**Task data:**
§
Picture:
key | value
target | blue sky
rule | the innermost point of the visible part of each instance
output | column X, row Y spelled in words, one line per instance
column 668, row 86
§
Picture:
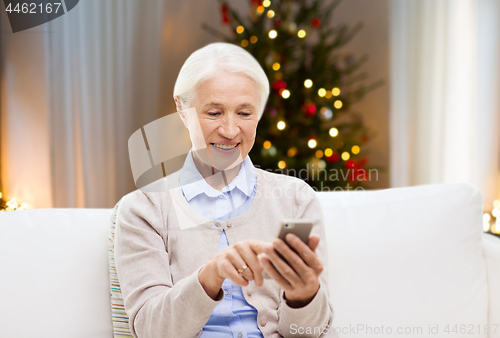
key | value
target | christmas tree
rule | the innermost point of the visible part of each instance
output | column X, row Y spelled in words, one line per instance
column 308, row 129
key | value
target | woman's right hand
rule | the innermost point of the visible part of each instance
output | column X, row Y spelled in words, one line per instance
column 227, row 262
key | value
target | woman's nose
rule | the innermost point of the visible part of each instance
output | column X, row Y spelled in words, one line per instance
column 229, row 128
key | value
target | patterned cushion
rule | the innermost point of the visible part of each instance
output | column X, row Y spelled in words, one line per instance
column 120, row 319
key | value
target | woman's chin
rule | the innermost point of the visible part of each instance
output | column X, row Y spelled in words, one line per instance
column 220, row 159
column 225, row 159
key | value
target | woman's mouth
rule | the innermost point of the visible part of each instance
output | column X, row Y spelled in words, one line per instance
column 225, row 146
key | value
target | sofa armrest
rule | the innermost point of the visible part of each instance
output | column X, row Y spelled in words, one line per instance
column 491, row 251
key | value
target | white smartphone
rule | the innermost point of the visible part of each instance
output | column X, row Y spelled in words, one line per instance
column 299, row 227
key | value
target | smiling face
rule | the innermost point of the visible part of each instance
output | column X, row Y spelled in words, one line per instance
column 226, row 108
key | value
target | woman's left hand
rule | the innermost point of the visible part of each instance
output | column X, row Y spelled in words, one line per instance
§
**Task item:**
Show all lines from the listing above in which "woman" appears.

**Written response:**
target | woman's right hand
target | woman's nose
target | woman's chin
target | woman's mouth
target | woman's left hand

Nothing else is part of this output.